▶ **REQUIREMENTS**:
1 – Repeat the oil sands passage word for word, everything from "The United States, for" down to "the whole whack.".
2 – Answer these questions using the oil sands passage:
(a) With what has the United States been replacing some of its coal to lower national emissions?
(b) What amount of CO2 did the 583 coal-burning plants tracked by the Environmental Protection Agency in 2017 produce?
(c) How many American coal plants produce CO2 equal to the entire Canadian oil sands?

-------- PAGE EXCERPT --------

Canada's oil sands are often maligned because they have a carbon footprint, but we often overlook just how small that footprint is.
The United States, for example, relies heavily on coal for its electricity. Even though it has been lowering national emissions in recent years by replacing some of that coal with clean gas, American coal combustion is still immense.
For 583 coal-burning generation plants tracked by the Environmental Protection Agency in 2017, the CO2 emissions produced amounted to 1,300 megatonnes, which is nearly double the CO2 impact of Canada in its entirety – heating, industry, transportation, the whole whack.
And if you isolate just four of those American coal plants, their production of CO2 is equal to the entire Canadian oil sands. That's a perspective you don't hear from oil-sands trashing Hollywood celebrities and even, believe it or not, some Canadian politicians who have not researched the context of their positions opposing Canadian energy.

-------- EXTRACTED ENTRIES --------

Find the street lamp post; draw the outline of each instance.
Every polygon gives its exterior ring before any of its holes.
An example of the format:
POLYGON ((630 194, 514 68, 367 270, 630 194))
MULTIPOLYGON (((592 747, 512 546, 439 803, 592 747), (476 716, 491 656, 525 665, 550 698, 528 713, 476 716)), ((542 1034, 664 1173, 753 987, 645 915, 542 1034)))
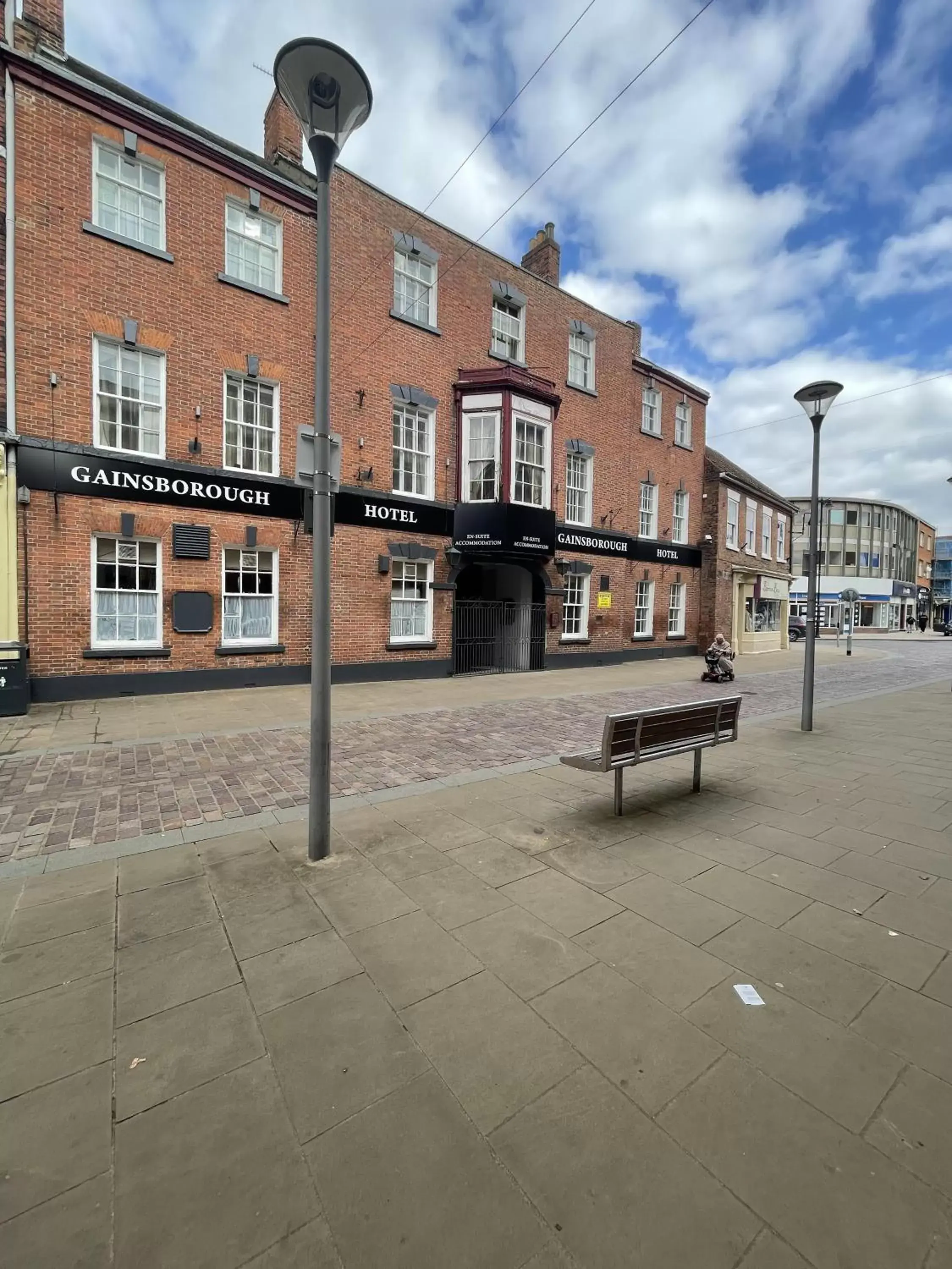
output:
POLYGON ((298 119, 317 173, 317 306, 314 345, 314 561, 311 596, 311 770, 307 858, 330 854, 330 178, 338 155, 371 113, 367 76, 326 39, 292 39, 274 58, 274 82, 298 119))
POLYGON ((820 530, 820 426, 826 412, 843 391, 842 383, 831 381, 807 383, 793 393, 814 425, 814 471, 810 485, 810 576, 806 593, 806 647, 803 650, 803 704, 800 713, 801 731, 814 730, 814 666, 816 664, 816 556, 820 530))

--------

▶ **SOLUTION LIST**:
1 –
The United States, for example, relies heavily on coal for its electricity. Even though it has been lowering national emissions in recent years by replacing some of that coal with clean gas, American coal combustion is still immense.
For 583 coal-burning generation plants tracked by the Environmental Protection Agency in 2017, the CO2 emissions produced amounted to 1,300 megatonnes, which is nearly double the CO2 impact of Canada in its entirety – heating, industry, transportation, the whole whack.

2 –
(a) Clean gas
(b) 1,300 megatonnes
(c) Four